Source records
= = = = =

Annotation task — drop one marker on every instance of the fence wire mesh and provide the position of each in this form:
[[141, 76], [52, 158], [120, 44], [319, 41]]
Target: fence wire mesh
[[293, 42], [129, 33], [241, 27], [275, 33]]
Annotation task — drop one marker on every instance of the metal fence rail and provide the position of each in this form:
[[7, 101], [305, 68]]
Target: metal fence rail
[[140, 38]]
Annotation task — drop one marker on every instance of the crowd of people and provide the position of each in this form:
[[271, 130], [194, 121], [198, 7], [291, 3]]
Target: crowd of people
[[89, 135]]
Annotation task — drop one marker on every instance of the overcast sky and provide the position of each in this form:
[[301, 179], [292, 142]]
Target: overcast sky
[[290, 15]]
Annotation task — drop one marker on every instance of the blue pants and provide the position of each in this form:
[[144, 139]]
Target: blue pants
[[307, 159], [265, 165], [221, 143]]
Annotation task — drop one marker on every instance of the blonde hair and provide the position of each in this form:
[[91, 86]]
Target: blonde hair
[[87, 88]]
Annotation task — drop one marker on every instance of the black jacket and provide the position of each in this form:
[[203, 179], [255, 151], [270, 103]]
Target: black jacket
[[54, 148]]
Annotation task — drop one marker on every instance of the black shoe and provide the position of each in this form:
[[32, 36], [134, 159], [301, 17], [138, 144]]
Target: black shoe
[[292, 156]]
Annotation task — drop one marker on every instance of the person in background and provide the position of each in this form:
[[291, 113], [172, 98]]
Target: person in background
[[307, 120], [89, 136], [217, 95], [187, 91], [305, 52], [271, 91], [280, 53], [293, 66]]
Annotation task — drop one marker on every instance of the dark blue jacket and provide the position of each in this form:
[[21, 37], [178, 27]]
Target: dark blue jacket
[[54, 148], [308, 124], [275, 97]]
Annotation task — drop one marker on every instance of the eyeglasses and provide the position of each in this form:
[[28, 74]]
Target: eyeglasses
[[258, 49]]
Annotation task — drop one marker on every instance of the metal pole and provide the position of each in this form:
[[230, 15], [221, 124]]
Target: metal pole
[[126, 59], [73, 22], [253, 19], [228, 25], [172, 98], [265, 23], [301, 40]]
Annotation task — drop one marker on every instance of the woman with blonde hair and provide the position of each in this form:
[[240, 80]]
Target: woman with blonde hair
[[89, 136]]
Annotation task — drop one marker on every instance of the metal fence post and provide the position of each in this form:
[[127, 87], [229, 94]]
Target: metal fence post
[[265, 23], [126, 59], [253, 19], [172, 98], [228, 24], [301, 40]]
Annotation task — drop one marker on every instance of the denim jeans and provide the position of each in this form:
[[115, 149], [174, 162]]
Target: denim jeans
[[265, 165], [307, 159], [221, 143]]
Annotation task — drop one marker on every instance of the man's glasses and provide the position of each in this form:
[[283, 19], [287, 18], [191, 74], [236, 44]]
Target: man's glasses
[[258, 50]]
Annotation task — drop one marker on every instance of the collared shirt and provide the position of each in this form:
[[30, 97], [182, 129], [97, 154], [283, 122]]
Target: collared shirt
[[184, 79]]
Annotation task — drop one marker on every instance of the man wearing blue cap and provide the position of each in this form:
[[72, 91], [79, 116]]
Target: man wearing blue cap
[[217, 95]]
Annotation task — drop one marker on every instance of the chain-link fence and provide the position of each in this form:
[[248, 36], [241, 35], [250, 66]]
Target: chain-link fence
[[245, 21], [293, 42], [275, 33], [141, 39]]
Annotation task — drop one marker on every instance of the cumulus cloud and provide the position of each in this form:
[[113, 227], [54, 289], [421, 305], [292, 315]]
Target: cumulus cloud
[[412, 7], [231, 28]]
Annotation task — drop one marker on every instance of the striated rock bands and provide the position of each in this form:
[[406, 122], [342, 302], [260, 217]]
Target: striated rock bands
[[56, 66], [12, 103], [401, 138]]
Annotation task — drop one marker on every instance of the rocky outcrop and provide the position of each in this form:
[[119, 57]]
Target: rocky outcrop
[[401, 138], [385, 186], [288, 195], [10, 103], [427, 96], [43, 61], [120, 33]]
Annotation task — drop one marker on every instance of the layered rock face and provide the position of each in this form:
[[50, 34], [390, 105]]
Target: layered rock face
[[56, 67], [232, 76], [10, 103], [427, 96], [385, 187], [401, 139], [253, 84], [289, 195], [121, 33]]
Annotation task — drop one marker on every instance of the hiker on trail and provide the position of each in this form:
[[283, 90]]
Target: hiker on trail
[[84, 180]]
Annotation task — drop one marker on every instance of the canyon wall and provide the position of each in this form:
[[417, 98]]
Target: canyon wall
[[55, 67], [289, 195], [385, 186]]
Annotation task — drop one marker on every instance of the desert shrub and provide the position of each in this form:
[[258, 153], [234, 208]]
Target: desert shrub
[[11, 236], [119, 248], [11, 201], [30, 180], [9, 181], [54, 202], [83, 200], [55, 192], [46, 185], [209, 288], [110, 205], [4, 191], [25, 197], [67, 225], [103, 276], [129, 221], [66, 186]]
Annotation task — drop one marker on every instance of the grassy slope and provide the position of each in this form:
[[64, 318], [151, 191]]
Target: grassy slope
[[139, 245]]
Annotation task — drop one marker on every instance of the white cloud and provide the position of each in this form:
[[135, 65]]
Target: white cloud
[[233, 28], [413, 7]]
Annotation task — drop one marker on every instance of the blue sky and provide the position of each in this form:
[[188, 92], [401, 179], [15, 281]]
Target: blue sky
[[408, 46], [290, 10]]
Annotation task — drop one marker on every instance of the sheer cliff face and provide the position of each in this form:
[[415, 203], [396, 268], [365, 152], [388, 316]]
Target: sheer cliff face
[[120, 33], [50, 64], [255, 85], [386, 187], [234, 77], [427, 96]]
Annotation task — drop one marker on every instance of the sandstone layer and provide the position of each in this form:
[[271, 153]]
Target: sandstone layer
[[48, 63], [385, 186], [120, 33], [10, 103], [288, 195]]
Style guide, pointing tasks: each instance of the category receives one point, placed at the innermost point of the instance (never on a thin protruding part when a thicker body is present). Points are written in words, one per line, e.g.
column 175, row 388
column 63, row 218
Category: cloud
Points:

= = = = =

Directions => Copy out all of the lines above word for word, without changing anything.

Result below =>
Annotation task — drop one marker on every instance of the fence wire mesh and provide the position of each in this form:
[[141, 76], [52, 158], [120, 44], [319, 41]]
Target: fence wire mesh
[[293, 42], [129, 33], [241, 27], [275, 33]]
Annotation task — drop one marker on every instance of the metal fence rail and provide the position of each in this form:
[[7, 101], [305, 68]]
Target: metal fence rail
[[140, 38]]
Annotation task — drop one marker on every instance of the crowd of people and provide the position of each in this form:
[[271, 130], [194, 121], [198, 7], [291, 3]]
Target: crowd of people
[[89, 135]]
Annotation task — drop one marker on every instance of the overcast sky and provide the position of each in this form:
[[301, 179], [292, 142]]
Target: overcast sky
[[290, 15]]
Annotation task — drop one marker on every instance of the blue pants and provide the position of each in this form:
[[144, 139]]
Target: blue pants
[[307, 159], [265, 165], [221, 143]]
Annotation task — drop one marker on every instance of the blonde hair and provide the position of each in this form:
[[91, 86]]
Target: blonde hair
[[87, 88]]
Annotation task — drop one marker on every instance of the black jacket and provide the position of each in this form:
[[203, 179], [255, 151], [270, 103]]
Target: black jacket
[[54, 148]]
Annotation task — drop one marker on every instance of the black shoe and provide the position of each in this form:
[[32, 36], [134, 159], [301, 17], [138, 144]]
Target: black shoe
[[292, 156]]
Annotation task — drop one marker on every instance of the person in background and provide the position of each in this form:
[[291, 113], [172, 98]]
Target: person in background
[[307, 120], [89, 136], [217, 95], [187, 91], [305, 52], [271, 91], [280, 53], [293, 66]]
Annotation task — drop one marker on every instance of the dark blue jacket and provide the position of each in this form:
[[21, 37], [178, 27]]
Target: dark blue jacket
[[54, 148], [308, 124], [275, 97]]
Annotation task — drop one marker on every instance of the eyeglasses and provide the position of each in this form:
[[28, 74]]
Target: eyeglasses
[[258, 49]]
Annotation task — drop one marker on every instance of the metal pole and provide the position of each in this form:
[[230, 15], [221, 124]]
Target: metal pole
[[126, 59], [73, 22], [253, 19], [228, 25], [172, 98], [265, 23], [301, 40]]
Annotation task — drop one marker on every instance of the woman with blonde hair and provide the position of each in this form:
[[240, 80]]
Target: woman with blonde hair
[[89, 136]]
Annotation task — drop one marker on every instance of the metal fence post and provide the position of each in this form:
[[127, 87], [229, 94]]
Target: metal fence post
[[265, 23], [126, 59], [253, 19], [172, 98], [228, 24], [301, 40]]
Annotation task — drop one marker on every instance of the denim jeans and provide the position of each in this form:
[[115, 149], [174, 162]]
Target: denim jeans
[[265, 165], [307, 159], [221, 143]]
Annotation task — drop one marker on every instance of the man's glasses and provide the position of each in this form:
[[283, 19], [287, 18], [191, 74], [236, 44]]
Target: man's glasses
[[258, 50]]
Annotation task — drop one marker on every instance of the collared shirt and provide the position of each in this form:
[[30, 97], [182, 129], [97, 154], [283, 122]]
Target: collared shirt
[[184, 79]]
Annotation task — drop one marker on every instance of the man wearing blue cap and provide the position of each in this form:
[[72, 91], [79, 116]]
Target: man wearing blue cap
[[217, 95]]
Annotation task — drop one marker on every instance of the chain-link fence and provide the position of each in this form:
[[248, 36], [241, 35], [250, 66]]
Target: chain-link fence
[[245, 21], [293, 42], [275, 33], [141, 39]]
Annotation task — drop one marker on every instance of the cumulus cloud and provide the position of each in this form:
[[113, 227], [54, 289], [421, 305], [292, 315]]
Target: cumulus cloud
[[412, 7], [231, 28]]
Annotation task — drop one marker on every instance of the striated rock bands and provide the position of each in this form:
[[406, 122], [342, 302], [260, 217]]
Target: striated rock bands
[[56, 66], [12, 103], [401, 138]]
Annotation task — drop one marker on every instance of the rocky outcrop and provide the position of each in this form:
[[119, 57]]
Target: rocky outcrop
[[401, 138], [385, 186], [288, 195], [10, 103], [427, 96], [43, 61], [120, 33]]
Annotation task — drop one marker on every instance of the layered rock face and provide the position of each in this form:
[[50, 34], [390, 105]]
Target: layered rock face
[[56, 67], [232, 76], [10, 103], [427, 96], [385, 187], [401, 139], [253, 84], [289, 195], [121, 33]]
Annotation task — drop one marker on every instance of the hiker on trail and provide the position of each in this form:
[[283, 90]]
Target: hiker on trail
[[84, 180]]
Annotation task — drop one marker on every instance of the canyon wall and provide the position of each in this form:
[[417, 98]]
Target: canyon wall
[[55, 67], [289, 195], [385, 186]]
Annotation task — drop one marker on every instance of the desert shrub and provide the position of each in this form:
[[258, 153], [234, 208]]
Target: desert shrub
[[11, 236], [119, 248], [11, 201], [30, 180], [9, 181], [54, 202], [83, 200], [55, 192], [46, 185], [209, 288], [110, 205], [4, 191], [25, 197], [67, 225], [103, 276], [129, 221], [66, 186]]
Annotation task — drop one marker on every instance of the grassy slope and provide the position of each in this form:
[[64, 318], [151, 191]]
Target: grassy slope
[[139, 245]]
Annotation task — drop one marker on every instance of the white cloud and provide the position of each in this form:
[[135, 65]]
Target: white cloud
[[233, 28], [413, 7]]
Annotation task — drop one marker on every instance of the blue sky and provide the position of each in this form:
[[188, 92], [401, 179], [15, 281]]
Target: blue sky
[[408, 46], [290, 10]]
Annotation task — drop one marker on every instance of the sheer cliff face and provide the position of each in this form:
[[415, 203], [396, 268], [365, 152], [388, 316]]
Target: sheer cliff face
[[120, 33], [50, 64], [255, 85], [386, 187], [234, 77], [427, 96]]
Annotation task — drop one marker on every instance of the sandstone layer and provide the position of each in this form:
[[271, 153]]
Target: sandstone layer
[[48, 63], [385, 186], [120, 33], [10, 103], [288, 195]]
Style guide, pointing tasks: each instance of the category receives one point, placed at the innermost point of the instance (never on a thin protruding part when a thicker body is present). Points are written in words, one per line, e.g.
column 175, row 388
column 63, row 218
Category: cloud
Points:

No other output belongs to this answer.